■ Data provided

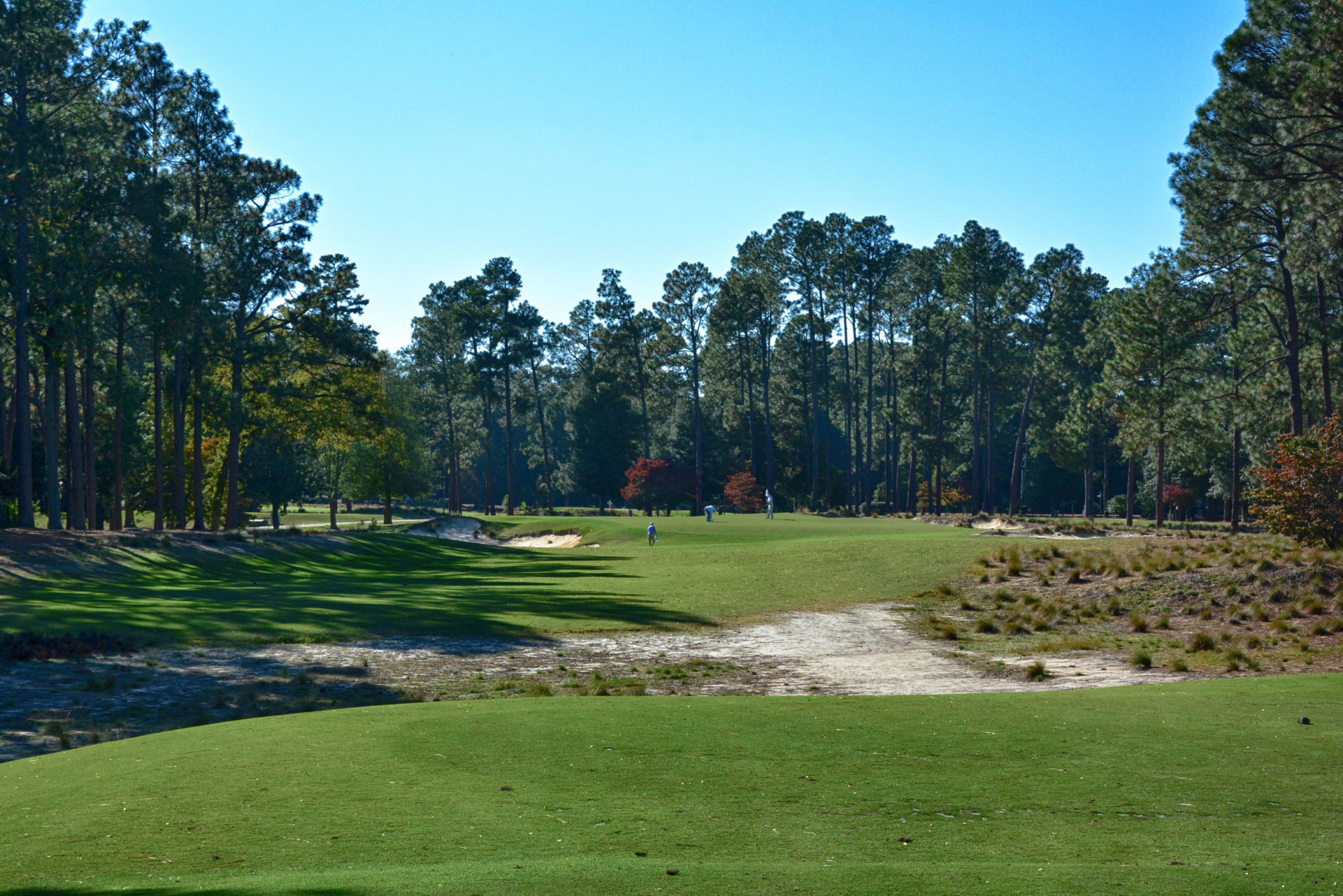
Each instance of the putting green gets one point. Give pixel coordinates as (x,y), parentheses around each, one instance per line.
(391,583)
(1194,788)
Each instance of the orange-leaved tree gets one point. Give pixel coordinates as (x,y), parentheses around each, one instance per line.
(657,483)
(744,493)
(1300,490)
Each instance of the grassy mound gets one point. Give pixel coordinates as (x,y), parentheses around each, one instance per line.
(1175,789)
(383,583)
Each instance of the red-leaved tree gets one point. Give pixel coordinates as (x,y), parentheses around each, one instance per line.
(1300,490)
(1178,497)
(657,483)
(744,493)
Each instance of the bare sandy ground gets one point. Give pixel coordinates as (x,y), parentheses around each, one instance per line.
(461,528)
(861,649)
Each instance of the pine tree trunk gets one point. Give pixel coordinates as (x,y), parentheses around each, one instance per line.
(159,436)
(1131,492)
(1325,346)
(90,432)
(546,448)
(1020,452)
(769,421)
(74,448)
(990,503)
(179,439)
(118,427)
(489,457)
(235,434)
(1160,478)
(19,289)
(699,434)
(508,439)
(1090,480)
(1236,481)
(198,439)
(50,436)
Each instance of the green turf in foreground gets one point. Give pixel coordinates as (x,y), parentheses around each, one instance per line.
(1195,788)
(392,583)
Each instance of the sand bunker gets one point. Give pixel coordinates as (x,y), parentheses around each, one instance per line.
(464,528)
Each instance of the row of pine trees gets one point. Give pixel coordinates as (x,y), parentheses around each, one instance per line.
(173,354)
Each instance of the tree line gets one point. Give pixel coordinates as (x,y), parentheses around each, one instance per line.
(172,350)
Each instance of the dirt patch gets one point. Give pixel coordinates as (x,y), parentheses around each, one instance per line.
(1197,606)
(865,649)
(464,528)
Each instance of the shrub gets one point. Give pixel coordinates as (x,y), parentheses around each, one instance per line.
(1298,493)
(744,493)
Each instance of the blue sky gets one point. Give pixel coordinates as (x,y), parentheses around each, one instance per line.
(575,137)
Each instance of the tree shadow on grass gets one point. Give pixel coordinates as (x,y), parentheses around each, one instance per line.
(182,891)
(381,585)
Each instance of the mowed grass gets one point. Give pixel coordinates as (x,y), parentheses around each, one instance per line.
(1194,788)
(392,583)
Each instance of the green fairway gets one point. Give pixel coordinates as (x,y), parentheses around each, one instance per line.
(385,583)
(1195,788)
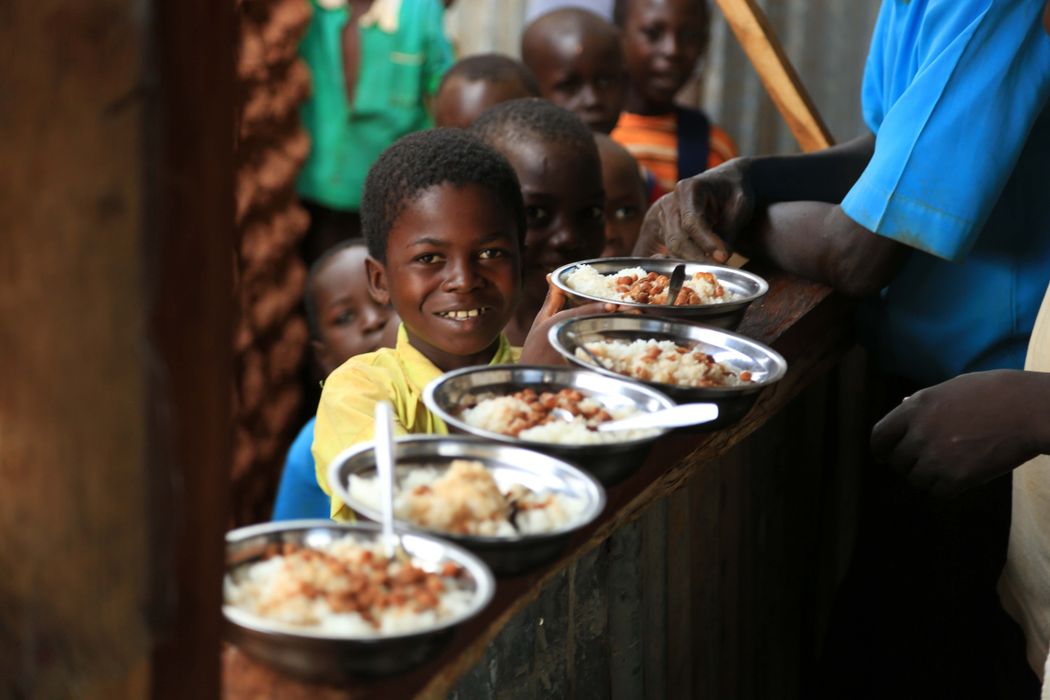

■ To do
Rescale the lines from the one containing "Each instance of the shrub" through the end of the records, both ends included. Repeat every request unchanged, multiply each pixel coordinate in the answers by 0.45 and round it to a whole number with halves rounded up, and omit the pictures.

■ Answer to this exercise
Each instance of the shrub gets one point. Give pixel coordinates as (x,y), parentheses around each, one instance per line.
(584,222)
(335,222)
Each instance of the blue sky gets one point. Give pixel coordinates as (x,y), parentheses around each, one instance per line.
(259,62)
Each instance of the tree shadow on grass gets one point. Give pixel coordinates as (x,y), parentheses around each, one instance per line.
(82,401)
(171,263)
Each instance of the mowed grass gets one point. Give pixel coordinates as (x,y), parentheses around each, one instance per line.
(537,355)
(176,262)
Each instance of the green fairway gets one point. Give pixel coordinates as (x,y), parentheses around each, one instance per line.
(173,262)
(538,355)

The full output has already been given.